Page MenuHomePhabricator

Grid engine masters down
Closed, ResolvedPublic

Description

Apparently the ~wmf1 gridengine package was never installed on gridengine-master. The automatic installation of +wmf2 then caused the entire master to fail.

The underlying issue seems to be /etc/hosts or something like that:

  • /var/lib/gridengine/default/common/act_qmaster is being set to 'localhost' by the master,
  • 20:39 <YuviPanda> valhallasw: [pid 27542] write(2, "error: sge_gethostbyname failed\n", 32) = 32

We tried:

Basic behavior:

valhallasw@tools-bastion-01:/data/project/.system/gridengine/default/common$ qstat
error: commlib error: got select error (Connection refused)
error: unable to send message to qmaster using port 6444 on host "localhost": got send error

then, after forcing act_qmaster to tools-master.eqiad.wmflabs:

error: commlib error: access denied (server host resolves rdata host "tools-bastion-01.eqiad.wmflabs" as "(HOST_NOT_RESOLVABLE)")

we have also seen

error: commlib error: access denied (server host resolves destination host "tools-master.eqiad.wmflabs" as "tools-master")

(after fiddling with /etc/hosts)

Event Timeline

valhallasw raised the priority of this task from to Unbreak Now!.
valhallasw updated the task description. (Show Details)
valhallasw added a project: Toolforge.
valhallasw added subscribers: valhallasw, yuvipanda, scfc, coren.

@BBlack jumped in to help, and we seemed to have SGE working again, but it's down again.

Okay, with /etc/hosts being

127.0.0.1 tools-master
10.68.16.9 tools-master.eqiad.wmflabs tools-master

and

22:02 <bblack> I restarted nscd, I think it was caching Bad Things for some reason
22:02 <bblack> just on tools-master

seems to have made it work again.

... and, now that I've typed this, it's broken again:

tools.nlwikibots@tools-bastion-01:~$ qstat
error: commlib error: access denied (server host resolves rdata host "tools-bastion-01.eqiad.wmflabs" as "(HOST_NOT_RESOLVABLE)")

-- Requests --
(1) Return the passage of the Phabricator task that begins at the words "we have also" and stops after the words "fiddling with /etc/hosts)", reproducing it character for character.
(2) According to the Phabricator task, why did the entire grid engine master fail? Answer in one to three sentences.
(3) In the Phabricator task, which port did qstat use when it failed to send a message to the qmaster?

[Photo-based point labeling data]
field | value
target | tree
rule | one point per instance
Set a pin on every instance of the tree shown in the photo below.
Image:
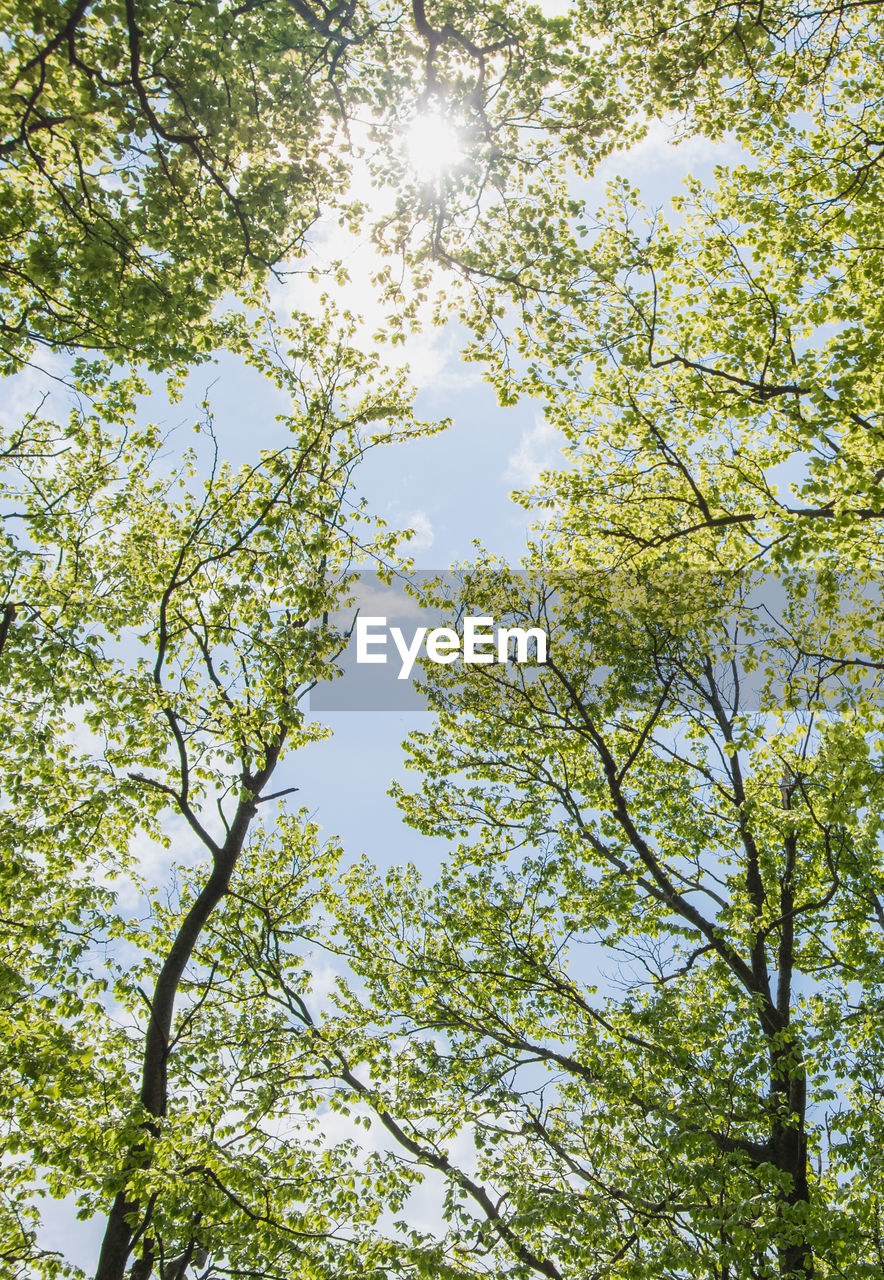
(163, 625)
(690, 791)
(156, 159)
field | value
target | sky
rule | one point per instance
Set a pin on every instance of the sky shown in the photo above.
(453, 489)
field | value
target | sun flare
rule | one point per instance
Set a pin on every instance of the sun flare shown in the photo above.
(433, 145)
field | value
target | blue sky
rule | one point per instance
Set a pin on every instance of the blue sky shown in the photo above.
(453, 489)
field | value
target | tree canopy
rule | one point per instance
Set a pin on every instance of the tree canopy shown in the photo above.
(632, 1028)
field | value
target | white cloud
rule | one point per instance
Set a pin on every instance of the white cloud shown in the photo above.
(537, 451)
(424, 534)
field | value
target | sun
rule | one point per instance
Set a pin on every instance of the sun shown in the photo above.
(433, 145)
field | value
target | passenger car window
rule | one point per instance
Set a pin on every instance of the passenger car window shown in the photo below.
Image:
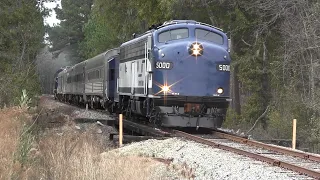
(173, 34)
(209, 36)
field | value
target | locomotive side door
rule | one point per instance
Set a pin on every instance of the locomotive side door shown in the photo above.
(133, 76)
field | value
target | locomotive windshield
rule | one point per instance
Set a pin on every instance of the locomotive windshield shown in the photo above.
(174, 35)
(209, 36)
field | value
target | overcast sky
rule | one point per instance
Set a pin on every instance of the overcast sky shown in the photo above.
(51, 20)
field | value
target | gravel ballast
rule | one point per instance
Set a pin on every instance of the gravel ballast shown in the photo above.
(206, 162)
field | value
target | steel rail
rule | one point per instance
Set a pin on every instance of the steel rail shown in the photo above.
(274, 162)
(283, 150)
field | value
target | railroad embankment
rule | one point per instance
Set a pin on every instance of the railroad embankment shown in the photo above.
(48, 142)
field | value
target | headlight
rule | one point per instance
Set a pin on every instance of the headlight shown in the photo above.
(165, 88)
(196, 49)
(219, 90)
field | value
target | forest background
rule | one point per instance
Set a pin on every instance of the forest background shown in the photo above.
(275, 51)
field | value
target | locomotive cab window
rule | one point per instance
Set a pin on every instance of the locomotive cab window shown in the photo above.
(209, 36)
(174, 34)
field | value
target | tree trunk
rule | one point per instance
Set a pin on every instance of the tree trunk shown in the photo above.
(265, 83)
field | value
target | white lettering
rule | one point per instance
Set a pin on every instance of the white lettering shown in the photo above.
(163, 65)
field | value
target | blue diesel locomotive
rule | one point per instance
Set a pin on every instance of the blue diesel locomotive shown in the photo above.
(176, 75)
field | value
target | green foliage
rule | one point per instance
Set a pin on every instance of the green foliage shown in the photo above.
(24, 99)
(21, 37)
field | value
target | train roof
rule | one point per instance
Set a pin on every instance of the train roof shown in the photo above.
(173, 22)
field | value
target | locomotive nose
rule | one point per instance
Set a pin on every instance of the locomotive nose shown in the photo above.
(196, 49)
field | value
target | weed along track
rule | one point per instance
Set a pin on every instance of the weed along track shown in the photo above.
(305, 163)
(161, 153)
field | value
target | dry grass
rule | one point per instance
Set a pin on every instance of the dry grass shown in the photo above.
(77, 156)
(11, 125)
(62, 152)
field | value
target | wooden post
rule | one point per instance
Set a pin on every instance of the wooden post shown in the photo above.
(294, 128)
(120, 130)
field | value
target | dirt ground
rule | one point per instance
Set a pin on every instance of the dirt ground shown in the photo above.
(67, 147)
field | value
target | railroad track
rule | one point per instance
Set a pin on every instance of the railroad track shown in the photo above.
(297, 161)
(300, 162)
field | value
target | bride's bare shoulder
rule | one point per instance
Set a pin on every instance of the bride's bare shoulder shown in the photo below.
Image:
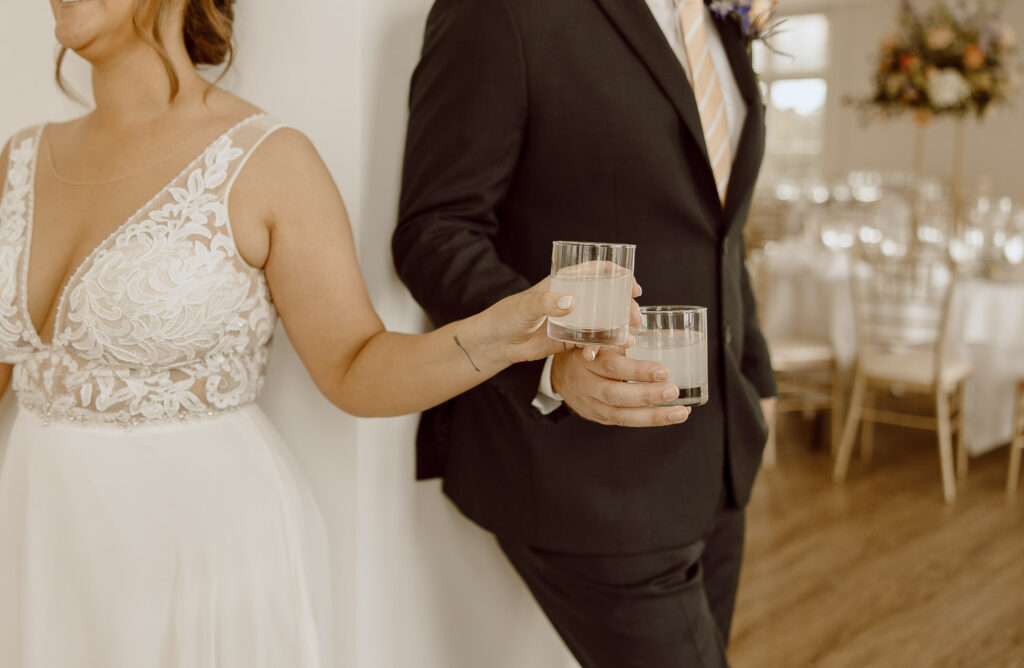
(286, 158)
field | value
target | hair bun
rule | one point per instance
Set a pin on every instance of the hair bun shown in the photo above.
(208, 29)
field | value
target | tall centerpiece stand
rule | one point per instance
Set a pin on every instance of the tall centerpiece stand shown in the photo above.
(948, 60)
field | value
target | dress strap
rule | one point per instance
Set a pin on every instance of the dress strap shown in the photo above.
(247, 137)
(23, 153)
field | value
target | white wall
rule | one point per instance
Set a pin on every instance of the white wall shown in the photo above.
(994, 147)
(434, 591)
(415, 584)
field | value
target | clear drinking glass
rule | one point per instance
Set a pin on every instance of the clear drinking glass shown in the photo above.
(600, 279)
(676, 337)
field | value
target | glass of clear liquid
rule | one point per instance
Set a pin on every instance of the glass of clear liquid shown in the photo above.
(676, 337)
(600, 279)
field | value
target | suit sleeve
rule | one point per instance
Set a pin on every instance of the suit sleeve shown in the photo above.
(466, 129)
(756, 363)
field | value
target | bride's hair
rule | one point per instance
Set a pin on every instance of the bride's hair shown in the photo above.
(208, 27)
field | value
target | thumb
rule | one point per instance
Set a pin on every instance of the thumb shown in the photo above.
(538, 305)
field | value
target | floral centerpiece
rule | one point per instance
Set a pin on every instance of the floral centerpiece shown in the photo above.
(950, 59)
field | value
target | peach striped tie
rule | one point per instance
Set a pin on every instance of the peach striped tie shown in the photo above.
(708, 90)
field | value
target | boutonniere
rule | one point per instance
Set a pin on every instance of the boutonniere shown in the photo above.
(754, 16)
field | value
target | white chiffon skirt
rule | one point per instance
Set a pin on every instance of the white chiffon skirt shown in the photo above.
(194, 545)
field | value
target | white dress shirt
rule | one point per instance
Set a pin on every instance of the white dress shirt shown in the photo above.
(667, 14)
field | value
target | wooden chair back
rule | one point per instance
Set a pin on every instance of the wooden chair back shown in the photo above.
(902, 306)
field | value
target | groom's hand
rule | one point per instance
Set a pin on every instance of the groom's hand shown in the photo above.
(596, 389)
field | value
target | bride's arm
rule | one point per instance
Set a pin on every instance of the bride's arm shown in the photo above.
(5, 369)
(311, 267)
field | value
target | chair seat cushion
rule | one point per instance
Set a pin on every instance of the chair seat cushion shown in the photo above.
(790, 353)
(913, 368)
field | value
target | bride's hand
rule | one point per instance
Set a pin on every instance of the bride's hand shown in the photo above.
(519, 320)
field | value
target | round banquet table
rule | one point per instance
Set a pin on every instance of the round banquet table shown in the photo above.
(804, 291)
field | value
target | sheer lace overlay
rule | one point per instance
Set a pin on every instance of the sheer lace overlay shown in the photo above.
(163, 321)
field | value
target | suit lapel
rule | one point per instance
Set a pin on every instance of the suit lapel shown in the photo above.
(747, 162)
(638, 27)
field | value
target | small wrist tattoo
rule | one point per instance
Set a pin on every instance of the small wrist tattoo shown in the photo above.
(463, 348)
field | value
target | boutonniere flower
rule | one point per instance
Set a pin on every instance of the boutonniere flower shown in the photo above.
(754, 16)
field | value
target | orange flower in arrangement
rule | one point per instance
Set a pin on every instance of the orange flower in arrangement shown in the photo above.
(908, 61)
(974, 57)
(940, 37)
(951, 59)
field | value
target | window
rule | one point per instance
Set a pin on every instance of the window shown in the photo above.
(793, 82)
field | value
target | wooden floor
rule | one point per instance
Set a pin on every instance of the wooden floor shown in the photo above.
(878, 572)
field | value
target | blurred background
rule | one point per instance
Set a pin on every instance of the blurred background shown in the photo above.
(887, 250)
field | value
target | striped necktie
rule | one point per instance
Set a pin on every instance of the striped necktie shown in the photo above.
(708, 89)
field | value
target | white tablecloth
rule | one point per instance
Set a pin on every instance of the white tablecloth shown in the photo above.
(806, 292)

-- Results for the exercise --
(1)
we have also seen

error: commlib error: access denied (server host resolves destination host "tools-master.eqiad.wmflabs" as "tools-master")

(after fiddling with /etc/hosts)

(2) The ~wmf1 gridengine package had never been installed on gridengine-master. When the +wmf2 package was then installed automatically, the entire master failed.

(3) Port 6444